**WHAT IS NEEDED**: Which lines should be repeated? Exactly the one containing "Tag the antenna" and every line after it through the end of the entries below.
== == ==
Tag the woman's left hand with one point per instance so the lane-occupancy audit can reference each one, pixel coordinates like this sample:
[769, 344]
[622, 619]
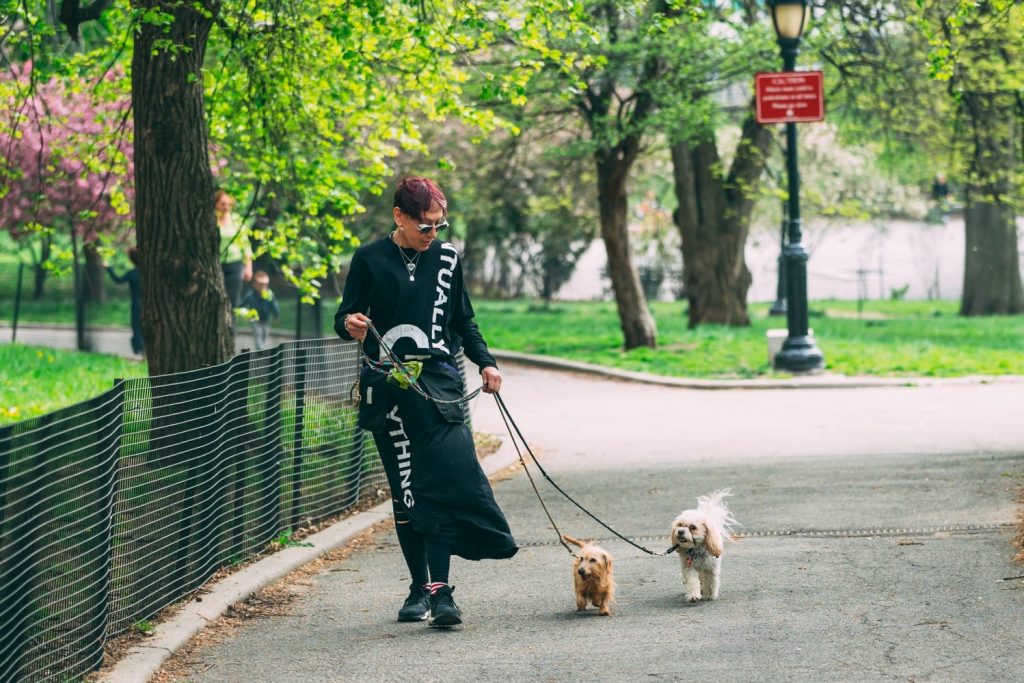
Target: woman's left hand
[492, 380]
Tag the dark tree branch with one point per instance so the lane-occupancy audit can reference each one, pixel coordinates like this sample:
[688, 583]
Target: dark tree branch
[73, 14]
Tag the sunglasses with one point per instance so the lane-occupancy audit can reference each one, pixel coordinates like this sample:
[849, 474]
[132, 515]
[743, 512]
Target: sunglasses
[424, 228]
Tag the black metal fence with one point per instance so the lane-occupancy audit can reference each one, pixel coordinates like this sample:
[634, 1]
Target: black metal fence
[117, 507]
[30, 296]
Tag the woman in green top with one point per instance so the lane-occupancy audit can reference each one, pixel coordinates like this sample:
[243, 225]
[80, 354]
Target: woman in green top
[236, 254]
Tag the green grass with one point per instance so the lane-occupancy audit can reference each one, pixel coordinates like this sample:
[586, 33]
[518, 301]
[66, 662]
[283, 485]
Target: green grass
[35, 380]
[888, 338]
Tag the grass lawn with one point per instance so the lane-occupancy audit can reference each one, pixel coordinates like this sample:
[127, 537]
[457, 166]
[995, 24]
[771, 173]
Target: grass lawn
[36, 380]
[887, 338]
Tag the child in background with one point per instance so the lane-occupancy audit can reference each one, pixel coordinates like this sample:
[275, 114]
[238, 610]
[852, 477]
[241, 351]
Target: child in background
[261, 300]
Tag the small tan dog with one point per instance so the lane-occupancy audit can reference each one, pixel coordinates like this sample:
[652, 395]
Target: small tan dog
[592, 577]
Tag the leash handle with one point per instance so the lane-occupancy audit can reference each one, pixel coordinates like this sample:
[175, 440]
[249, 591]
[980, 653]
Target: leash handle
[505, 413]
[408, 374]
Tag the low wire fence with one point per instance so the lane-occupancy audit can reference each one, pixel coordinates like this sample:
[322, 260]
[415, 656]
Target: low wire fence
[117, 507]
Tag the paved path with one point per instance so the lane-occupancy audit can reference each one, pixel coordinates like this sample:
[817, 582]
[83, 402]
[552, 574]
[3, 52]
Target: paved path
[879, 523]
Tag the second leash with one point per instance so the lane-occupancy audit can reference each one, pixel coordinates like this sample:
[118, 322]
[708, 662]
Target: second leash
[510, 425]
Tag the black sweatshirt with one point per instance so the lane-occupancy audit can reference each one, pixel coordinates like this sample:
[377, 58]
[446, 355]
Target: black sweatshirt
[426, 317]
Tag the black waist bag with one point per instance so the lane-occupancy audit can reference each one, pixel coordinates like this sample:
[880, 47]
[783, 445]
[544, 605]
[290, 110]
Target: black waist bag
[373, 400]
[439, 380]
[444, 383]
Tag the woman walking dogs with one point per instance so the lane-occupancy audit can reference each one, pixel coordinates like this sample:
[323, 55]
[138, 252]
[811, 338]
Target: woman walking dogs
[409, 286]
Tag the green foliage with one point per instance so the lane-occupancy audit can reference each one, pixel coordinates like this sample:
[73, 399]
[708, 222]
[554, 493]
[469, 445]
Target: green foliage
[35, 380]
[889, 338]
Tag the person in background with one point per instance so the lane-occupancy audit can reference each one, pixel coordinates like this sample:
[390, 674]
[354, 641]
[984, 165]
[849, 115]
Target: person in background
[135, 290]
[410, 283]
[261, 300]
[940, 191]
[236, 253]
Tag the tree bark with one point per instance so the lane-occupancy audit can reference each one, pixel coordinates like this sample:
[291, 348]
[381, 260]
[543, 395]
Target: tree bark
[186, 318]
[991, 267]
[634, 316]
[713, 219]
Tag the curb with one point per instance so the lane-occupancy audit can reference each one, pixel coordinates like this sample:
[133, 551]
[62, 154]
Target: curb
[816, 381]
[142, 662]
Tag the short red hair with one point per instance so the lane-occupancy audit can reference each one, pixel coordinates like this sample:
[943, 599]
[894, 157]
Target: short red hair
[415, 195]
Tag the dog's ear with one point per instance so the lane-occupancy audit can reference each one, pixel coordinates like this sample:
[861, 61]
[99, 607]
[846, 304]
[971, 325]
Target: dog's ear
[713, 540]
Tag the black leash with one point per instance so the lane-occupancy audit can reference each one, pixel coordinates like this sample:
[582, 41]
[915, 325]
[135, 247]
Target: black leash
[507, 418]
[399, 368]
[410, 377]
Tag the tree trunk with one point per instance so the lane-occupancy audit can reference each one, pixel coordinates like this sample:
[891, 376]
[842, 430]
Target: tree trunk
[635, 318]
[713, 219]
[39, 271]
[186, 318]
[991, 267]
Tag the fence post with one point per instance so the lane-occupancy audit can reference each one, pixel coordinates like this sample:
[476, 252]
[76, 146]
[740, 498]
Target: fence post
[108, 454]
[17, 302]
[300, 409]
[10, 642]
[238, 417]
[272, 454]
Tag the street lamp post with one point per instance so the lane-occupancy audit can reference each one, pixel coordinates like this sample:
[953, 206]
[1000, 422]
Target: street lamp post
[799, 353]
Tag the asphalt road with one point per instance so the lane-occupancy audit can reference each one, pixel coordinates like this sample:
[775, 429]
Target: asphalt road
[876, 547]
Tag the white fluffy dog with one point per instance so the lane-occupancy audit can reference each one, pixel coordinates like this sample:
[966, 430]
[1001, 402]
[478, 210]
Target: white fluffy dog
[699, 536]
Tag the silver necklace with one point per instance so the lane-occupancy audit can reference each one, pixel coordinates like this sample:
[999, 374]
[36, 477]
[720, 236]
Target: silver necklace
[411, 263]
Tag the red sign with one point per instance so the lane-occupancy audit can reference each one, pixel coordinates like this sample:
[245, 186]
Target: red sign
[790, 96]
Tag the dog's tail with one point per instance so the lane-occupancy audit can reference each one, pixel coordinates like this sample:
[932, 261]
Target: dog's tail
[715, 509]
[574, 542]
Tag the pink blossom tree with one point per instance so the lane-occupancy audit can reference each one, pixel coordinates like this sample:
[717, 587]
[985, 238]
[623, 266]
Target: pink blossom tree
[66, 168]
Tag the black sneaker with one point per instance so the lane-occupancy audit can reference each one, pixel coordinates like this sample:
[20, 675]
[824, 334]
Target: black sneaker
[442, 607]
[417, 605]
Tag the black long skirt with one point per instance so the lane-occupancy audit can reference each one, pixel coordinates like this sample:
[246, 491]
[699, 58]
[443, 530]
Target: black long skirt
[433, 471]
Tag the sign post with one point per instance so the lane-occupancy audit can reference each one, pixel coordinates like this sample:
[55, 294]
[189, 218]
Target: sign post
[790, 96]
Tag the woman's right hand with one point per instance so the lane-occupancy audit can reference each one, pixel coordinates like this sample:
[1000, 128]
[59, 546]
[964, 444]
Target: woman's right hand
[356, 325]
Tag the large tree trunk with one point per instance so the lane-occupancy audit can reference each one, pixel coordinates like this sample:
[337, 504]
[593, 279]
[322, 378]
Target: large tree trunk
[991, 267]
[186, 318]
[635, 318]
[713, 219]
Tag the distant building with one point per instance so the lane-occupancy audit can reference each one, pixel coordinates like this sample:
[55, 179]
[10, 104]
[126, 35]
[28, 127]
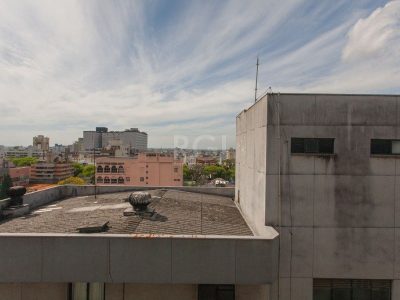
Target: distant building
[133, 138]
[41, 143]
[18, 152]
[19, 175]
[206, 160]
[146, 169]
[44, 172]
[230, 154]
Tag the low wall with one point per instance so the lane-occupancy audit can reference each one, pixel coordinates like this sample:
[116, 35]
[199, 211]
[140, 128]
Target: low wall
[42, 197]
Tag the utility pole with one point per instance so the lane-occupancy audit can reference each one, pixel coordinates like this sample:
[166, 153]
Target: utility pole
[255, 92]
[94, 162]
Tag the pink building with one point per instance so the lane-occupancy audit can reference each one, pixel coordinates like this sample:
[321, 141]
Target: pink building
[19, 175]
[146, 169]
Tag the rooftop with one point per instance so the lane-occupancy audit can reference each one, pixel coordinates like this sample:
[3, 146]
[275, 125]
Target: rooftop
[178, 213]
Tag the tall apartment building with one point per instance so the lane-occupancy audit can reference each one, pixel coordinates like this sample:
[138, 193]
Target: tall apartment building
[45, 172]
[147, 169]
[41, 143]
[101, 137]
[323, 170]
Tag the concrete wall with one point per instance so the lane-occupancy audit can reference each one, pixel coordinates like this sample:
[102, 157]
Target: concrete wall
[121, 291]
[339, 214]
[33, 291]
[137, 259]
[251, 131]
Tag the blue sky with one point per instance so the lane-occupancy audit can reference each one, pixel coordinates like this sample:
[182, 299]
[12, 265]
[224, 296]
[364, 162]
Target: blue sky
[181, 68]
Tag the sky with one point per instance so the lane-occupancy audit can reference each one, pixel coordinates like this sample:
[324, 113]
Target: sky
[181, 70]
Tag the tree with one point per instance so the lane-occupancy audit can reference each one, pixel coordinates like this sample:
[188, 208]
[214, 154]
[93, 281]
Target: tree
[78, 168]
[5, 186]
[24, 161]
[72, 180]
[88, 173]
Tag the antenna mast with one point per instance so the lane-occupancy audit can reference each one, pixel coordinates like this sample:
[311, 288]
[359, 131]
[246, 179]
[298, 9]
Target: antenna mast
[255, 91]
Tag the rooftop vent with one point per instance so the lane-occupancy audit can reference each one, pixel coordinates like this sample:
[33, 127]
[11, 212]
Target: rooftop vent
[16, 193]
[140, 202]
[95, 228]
== == ==
**TASK RESPONSE**:
Tag the antenna mast with one point per instance so the lane-occupancy audit can reference each one, pixel coordinates like this sample:
[311, 288]
[359, 131]
[246, 179]
[298, 9]
Target: antenna mast
[255, 91]
Tag the rooftop vent with one point per instance so the lane-occupancy audit can reference each one, pixel coordinates like this sample:
[33, 127]
[11, 212]
Target: rooftop vent
[16, 193]
[140, 202]
[95, 228]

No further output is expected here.